— PROVIDED RECORDS —
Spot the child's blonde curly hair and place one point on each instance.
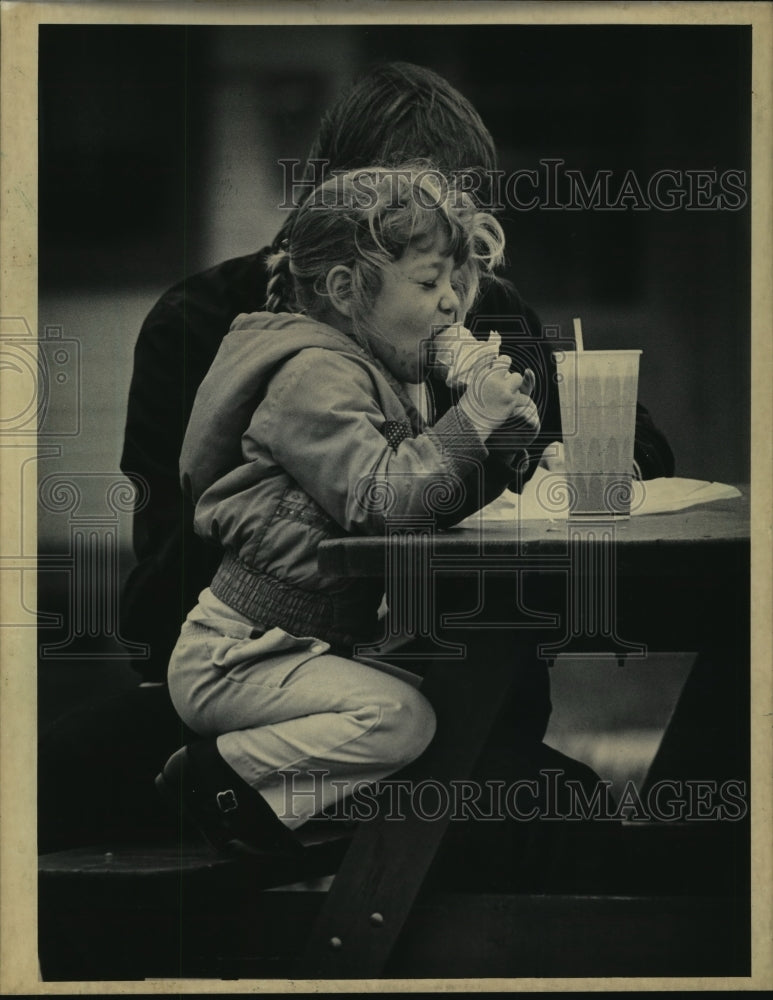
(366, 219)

--

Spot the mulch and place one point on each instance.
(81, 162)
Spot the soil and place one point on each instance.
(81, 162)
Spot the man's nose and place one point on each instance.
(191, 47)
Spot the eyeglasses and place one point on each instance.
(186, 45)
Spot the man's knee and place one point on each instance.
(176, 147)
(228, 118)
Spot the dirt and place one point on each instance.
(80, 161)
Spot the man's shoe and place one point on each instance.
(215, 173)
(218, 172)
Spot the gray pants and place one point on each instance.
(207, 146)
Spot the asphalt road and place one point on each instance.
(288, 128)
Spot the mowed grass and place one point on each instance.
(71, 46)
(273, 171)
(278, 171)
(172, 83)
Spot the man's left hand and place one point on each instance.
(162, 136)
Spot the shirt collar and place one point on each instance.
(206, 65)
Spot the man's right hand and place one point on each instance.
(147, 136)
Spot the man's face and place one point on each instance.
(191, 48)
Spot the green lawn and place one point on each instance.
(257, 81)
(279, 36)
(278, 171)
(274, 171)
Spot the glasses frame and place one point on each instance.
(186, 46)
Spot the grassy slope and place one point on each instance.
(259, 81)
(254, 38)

...

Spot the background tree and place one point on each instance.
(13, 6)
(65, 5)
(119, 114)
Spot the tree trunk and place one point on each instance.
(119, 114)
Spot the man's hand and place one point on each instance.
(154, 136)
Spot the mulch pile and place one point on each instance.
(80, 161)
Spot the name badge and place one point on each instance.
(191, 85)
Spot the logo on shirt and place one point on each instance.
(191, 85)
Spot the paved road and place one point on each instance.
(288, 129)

— REQUIREMENT —
Pull out every line of the listing above that contains the word "mulch", copying each one in full.

— SOLUTION FOR THIS PROBLEM —
Spot the mulch and place one point on each instance.
Spot the mulch pile and place one point on each instance.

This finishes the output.